The war of sickles and pathogens

Genomic studies carried out by IBE researchers have identified the bacterium responsible for the 1652 epidemic.

En un tros de terra excavat es veuen ossos de molts escalets.

Image of the archaeological excavation in a mass grave in La Sagrera (Sant Martí de Provençals). Credit: Didac Pàmies.

Researchers in the paleogenomics group at the Institute of Evolutionary Biology (IBE: CSIC-UPF) have identified the pathogen that caused an unknown epidemic that killed hundreds of soldiers during the Reapers’ War, the Catalan Revolt in the 17th century.

DNA analysis of the dental pulp of two soldiers buried in the Sagrera mass grave has identified Salmonella enterica serovar Paratyphi C, a bacterium that causes the paratyphoid fever that killed hundreds of soldiers in the troops of Philip IV in 1652, during the siege of Barcelona.

“Our observations show the presence of paratyphoid fever among the troops of the King of Spain during the siege of Barcelona, but we cannot rule out that plague outbreaks occurred at the same time”

Activity A
In the article about the 1652 epidemic, what bacterium did the DNA tests of the two soldiers' dental pulp identify?
Activity B
Keep writing the article about the 1652 epidemic from the point where it stops.
The data after this point is separate from the article about the 1652 epidemic.

Records shown
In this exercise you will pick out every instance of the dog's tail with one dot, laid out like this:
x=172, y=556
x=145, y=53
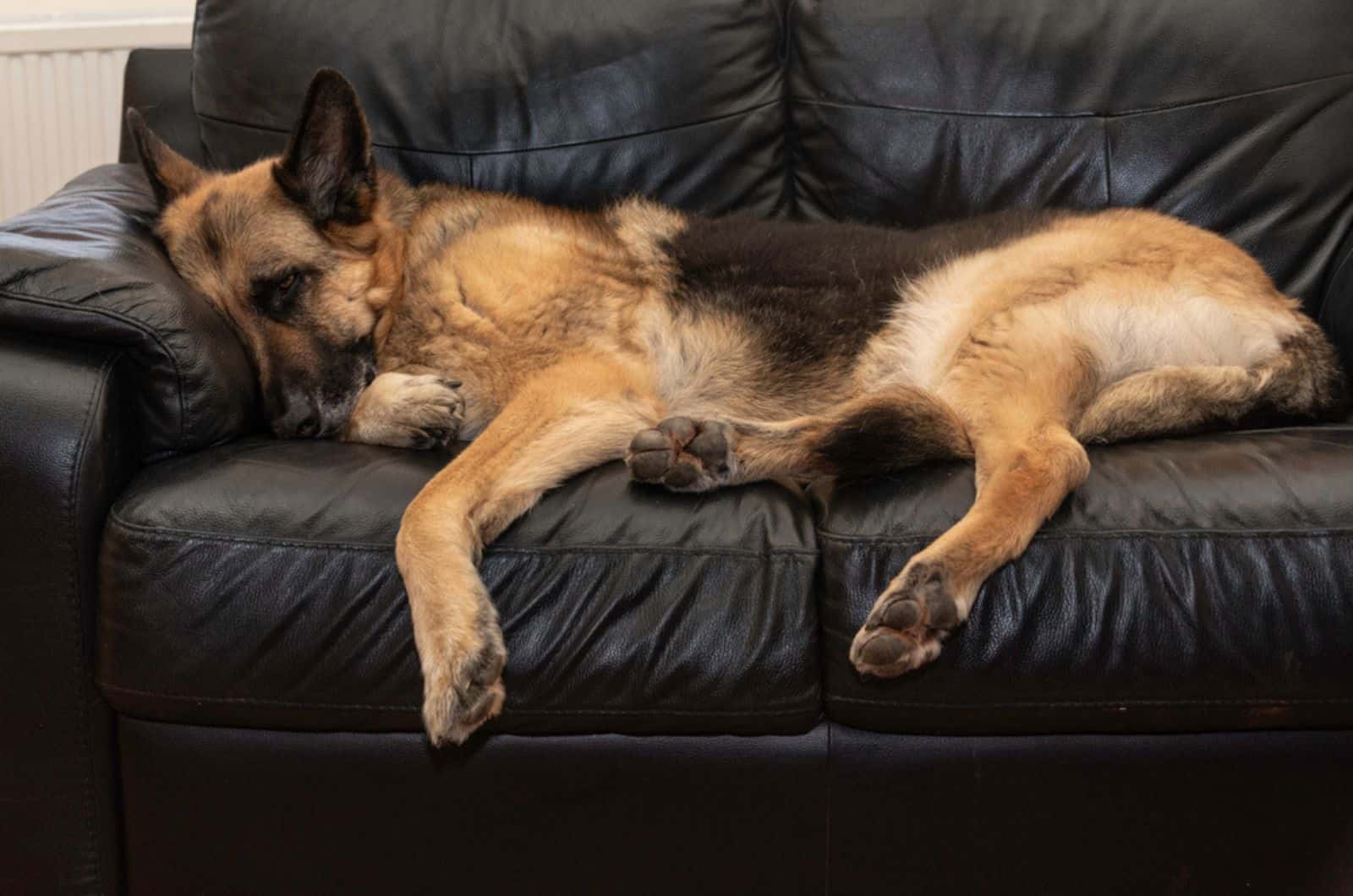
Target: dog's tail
x=890, y=430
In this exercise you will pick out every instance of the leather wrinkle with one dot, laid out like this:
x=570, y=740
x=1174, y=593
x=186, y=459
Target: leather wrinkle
x=1175, y=107
x=471, y=155
x=184, y=423
x=74, y=587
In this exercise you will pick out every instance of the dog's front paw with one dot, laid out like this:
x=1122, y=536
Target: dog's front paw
x=408, y=410
x=463, y=686
x=685, y=455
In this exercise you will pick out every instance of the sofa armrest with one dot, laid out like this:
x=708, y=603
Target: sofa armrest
x=67, y=447
x=85, y=265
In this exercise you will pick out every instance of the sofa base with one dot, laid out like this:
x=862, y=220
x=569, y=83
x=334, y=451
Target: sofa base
x=832, y=811
x=244, y=811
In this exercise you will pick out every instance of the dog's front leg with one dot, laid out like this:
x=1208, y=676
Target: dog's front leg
x=577, y=414
x=406, y=410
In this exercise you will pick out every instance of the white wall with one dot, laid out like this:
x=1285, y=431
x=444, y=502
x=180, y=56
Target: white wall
x=91, y=8
x=61, y=85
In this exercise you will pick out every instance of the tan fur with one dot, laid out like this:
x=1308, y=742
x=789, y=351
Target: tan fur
x=567, y=352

Response area A
Salmonella enterica serovar Paratyphi C.

Response area B
Carlos Lalueza-Fox -IBE (CSIC-UPF)

The authors add that “a greater number of skeletons will have to be examined before Y. pestis can be formally ruled out as an agent of the disease that affected the harassers of Barcelona”.

In addition, the study of the Salmonella‘s genome has shown that it coincides with that of a strain recovered from a sample from Mexico dating from the 16th century. This coincidence, added to the fact that during colonization different plagues reached the new continent, supports the idea that paratyphoid fever reached the Americas with European colonization.